-- Excerpted passage follows --

Your hosts file acts as a precursor to dns. You can manipulate requests made to resources outside of your machine with this nifty file. Windows out of the box doesn’t have any records in your hosts file so lets add one.
This is such an important file that if you try to save it with a non-windows text editor your virus scan software might just freak out. My AVG did and tried to quarantine notepad++.
Also, in Vista or 7 you’ll have to “run as administrator” or you won’t be able to save. Run the command prompt as administrator and type notepad.exe. Then open your hosts file to see its full of comments and no actual records. If you add this line at the end of the file and save the change to your system will pick up right away.

-- Excerpted passage concluded --
-- Supplied data follows --

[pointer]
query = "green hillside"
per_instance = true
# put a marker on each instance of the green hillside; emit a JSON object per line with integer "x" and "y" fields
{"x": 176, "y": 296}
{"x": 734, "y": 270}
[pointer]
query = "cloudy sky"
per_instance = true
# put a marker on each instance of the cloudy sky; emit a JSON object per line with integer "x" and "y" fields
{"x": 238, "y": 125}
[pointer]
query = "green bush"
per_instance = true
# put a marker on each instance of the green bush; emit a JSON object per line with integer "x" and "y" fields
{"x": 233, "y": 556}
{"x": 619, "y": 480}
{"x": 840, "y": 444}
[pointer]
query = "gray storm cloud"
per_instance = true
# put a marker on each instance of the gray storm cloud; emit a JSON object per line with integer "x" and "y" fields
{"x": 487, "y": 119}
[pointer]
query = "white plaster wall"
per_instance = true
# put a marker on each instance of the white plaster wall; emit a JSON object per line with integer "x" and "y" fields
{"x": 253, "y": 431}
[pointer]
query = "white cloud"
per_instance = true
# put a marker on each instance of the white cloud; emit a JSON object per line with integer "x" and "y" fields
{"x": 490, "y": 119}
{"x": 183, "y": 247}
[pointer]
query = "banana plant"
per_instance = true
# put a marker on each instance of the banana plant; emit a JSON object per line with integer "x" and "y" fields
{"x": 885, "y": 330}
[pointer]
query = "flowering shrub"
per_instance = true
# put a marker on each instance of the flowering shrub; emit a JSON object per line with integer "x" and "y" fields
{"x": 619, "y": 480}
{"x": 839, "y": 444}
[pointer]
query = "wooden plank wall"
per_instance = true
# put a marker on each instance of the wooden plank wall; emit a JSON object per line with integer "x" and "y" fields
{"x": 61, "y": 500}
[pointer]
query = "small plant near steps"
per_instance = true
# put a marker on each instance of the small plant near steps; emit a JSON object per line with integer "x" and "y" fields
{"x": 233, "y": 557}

-- Supplied data concluded --

Continue the passage on the Windows hosts file, starting after its final sentence.

71.206.101.216 http://www.abc.com
Now go to the browser and type in http://www.abc.com and you will bring up my old wedding website. Now maybe you can see why the security measures are in place on this file. If a virus were to write to this file they could replace http://www.pnc.com with a website of their choosing.
Windows servers have this file too. If you use absolute links in your website you should edit it to redirect your local url to 127.0.0.1 or “localhost” This way you can avoid having to make unnecessary requests to dns. If IIS is configured with domain “bindings” modifiying your hosts file on a developer workstation will allow the developer to go to the website url “www.therealurl.com” and actually hit the QA server.